◆ **TEXT SHOWN**
------------------------

Some establishments that offer goods for sale have incorporated a drive-thru arrangement that allows individuals to stay in their vehicles throughout the process of ordering and picking up the contents of orders. For example, some fast food restaurants offer a drive-thru window that allows customers to order food and a pick-up window that allows the customers to pick up the food after ordering. The efficient handling of the flow of vehicles through a drive-thru is vital in securing more revenue and retaining more customers.
To improve drive-thru efficiency, some establishments have incorporated remote or Internet-based order placement by customers. In particular, the customer who places a remote order can forego placing the order on-site and can instead pick up the order directly from a pick-up window. There are drawbacks, however, in current implementations of the remote ordering systems. In particular, the establishment starts preparing the order contents once the customer arrives at the pick-up window or otherwise notifies the establishment that he/she is ready to pick up the order. For example, a fast food restaurant can start to prepare food associated with a remotely placed food order once the customer arrives at the pick-up window of the restaurant. Accordingly, the customer must wait for the establishment to prepare and assemble the order.
Due to its increased customer throughput relative to traditional configurations, the side-by-side drive-thru configuration has become a standard configuration in many newly built fast food restaurants and other establishments, as well as a configuration to which many existing restaurants are migrating. While it has benefits regarding the maximum drive-thru customer per hour rate that a restaurant can achieve (thus reducing the number of “drive-off” occurrences in which a customer arrives, concludes that the line is too long or has to wait longer than planned, and so decides to leave), it presents new challenges to restaurant managers.

------------------------

◆ **DATASET CONTENT**
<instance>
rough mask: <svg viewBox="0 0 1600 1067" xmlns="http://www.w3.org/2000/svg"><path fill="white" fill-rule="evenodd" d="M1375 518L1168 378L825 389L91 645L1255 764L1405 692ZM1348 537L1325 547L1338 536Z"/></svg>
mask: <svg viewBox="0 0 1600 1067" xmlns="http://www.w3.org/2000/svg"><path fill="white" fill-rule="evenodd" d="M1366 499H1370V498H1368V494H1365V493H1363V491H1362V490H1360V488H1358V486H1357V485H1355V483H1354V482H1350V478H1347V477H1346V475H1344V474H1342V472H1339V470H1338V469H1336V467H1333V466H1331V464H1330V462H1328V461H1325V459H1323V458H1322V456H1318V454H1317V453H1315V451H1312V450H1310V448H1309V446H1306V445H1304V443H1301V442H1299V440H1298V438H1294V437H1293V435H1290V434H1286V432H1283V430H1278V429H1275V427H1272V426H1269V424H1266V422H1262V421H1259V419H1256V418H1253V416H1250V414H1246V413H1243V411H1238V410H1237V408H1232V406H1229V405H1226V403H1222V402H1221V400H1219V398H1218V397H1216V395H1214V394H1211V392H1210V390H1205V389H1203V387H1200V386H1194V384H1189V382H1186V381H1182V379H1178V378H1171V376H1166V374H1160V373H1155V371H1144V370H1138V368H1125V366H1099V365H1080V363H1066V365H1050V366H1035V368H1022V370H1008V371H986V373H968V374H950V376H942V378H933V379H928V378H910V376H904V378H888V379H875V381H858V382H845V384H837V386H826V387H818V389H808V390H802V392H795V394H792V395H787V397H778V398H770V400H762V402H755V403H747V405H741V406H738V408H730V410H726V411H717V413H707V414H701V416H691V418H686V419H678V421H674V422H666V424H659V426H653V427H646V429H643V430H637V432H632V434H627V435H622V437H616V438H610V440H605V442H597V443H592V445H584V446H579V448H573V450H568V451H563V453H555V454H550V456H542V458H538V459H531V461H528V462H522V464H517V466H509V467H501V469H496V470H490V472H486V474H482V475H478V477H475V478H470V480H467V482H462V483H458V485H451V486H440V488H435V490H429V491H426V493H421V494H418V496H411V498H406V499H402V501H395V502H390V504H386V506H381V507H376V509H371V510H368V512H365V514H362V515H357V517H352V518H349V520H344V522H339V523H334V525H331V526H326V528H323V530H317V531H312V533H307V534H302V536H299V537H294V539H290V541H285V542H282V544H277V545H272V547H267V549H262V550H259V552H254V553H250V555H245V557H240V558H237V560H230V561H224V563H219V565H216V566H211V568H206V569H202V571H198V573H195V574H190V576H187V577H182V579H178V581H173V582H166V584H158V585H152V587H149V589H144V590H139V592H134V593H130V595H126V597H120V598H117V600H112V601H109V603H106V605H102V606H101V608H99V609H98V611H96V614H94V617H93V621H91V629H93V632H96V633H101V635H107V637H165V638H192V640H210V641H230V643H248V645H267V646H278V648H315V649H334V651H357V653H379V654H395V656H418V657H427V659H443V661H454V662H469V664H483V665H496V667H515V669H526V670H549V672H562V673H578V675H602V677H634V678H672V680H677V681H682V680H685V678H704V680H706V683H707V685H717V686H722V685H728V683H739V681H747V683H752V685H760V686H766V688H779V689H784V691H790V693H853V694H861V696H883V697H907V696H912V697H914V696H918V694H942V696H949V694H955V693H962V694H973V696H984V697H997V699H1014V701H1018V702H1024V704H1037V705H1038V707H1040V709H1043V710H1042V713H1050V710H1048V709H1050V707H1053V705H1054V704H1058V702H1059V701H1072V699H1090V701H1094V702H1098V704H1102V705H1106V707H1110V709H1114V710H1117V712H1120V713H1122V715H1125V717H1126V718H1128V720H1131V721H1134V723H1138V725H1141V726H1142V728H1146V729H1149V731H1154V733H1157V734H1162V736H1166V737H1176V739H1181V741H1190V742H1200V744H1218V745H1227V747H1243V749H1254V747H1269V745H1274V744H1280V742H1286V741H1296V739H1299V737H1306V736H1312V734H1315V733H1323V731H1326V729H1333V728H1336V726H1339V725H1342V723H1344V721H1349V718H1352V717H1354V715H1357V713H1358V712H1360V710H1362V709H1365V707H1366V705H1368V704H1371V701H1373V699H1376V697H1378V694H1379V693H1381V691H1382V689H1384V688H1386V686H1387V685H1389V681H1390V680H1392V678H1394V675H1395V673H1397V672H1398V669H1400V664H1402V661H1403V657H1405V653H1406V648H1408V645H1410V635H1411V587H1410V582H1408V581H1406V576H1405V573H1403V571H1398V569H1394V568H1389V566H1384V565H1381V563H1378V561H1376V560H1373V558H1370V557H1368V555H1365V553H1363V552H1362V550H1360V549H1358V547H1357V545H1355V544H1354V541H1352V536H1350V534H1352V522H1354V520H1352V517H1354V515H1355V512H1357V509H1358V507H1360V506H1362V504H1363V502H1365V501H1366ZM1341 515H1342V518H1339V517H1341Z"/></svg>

------------------------

◆ **STUDY QUESTIONS**
a - In the drive-thru text, when do current remote ordering systems start preparing the order?
b - Write the next part of the drive-thru text, following on from its last sentence.
The lines have nothing to do with the drive-thru text.

◆ **EXPECTED RESPONSES**
a - Once the customer arrives at the pick-up window or otherwise notifies the establishment that he/she is ready to pick up the order.

b -
One such challenge is the determination of the right order sequence, as vehicles can become shuffled between the time the order is placed and the time the customer receives the order, due to the parallel nature of the configuration. Since the line starts as a single lane that splits into two separate lanes with ordering consoles, and then the two lanes merge again into a single lane for payment and pickup, the two separate ordering points and re-merging of the lanes can cause a mismatch between the sequence in which the orders were taken and the sequence of cars that arrive at the pay and pickup counters.
This “out of sequencing” can result in the wrong expenses charged to the customer and/or the delivery of the wrong food to the customer (contributing significantly to customer dissatisfaction). Even if the accuracy of the delivered orders is maintained, these out of sequence events result in significant time loss (inefficiency) as the employees re-sequence the orders to match the vehicles in the queue. With roughly 75% of the business of many fast food restaurants being drive-thru, improving operational efficiency and therefore increasing drive-thru volumes provides an opportunity for significant business impact.
In order to enhance efficiencies in drive-thru implementations, it is believed that analyzing data from a side-by-side (i.e., parallel dual order point) drive-thru may be useful in order to develop an automated method for accurately determining the post-merge vehicle sequence using a video camera. Such an approach can identify the cars at each order point and then tracks them through the merge into a single lane for payment and pickup. This approach can operate in a manner that a vehicle ID (Identification) is assigned to a vehicle at the order point through the restaurant point of sale (POS) system when an order is taken. The car ID associated with the vehicle is taken as an input to the computer vision algorithm and reported to indicate the merge event for this vehicle. When a car ID is sitting in the queue, the algorithm tries to detect the vehicle at the order point through a classifier.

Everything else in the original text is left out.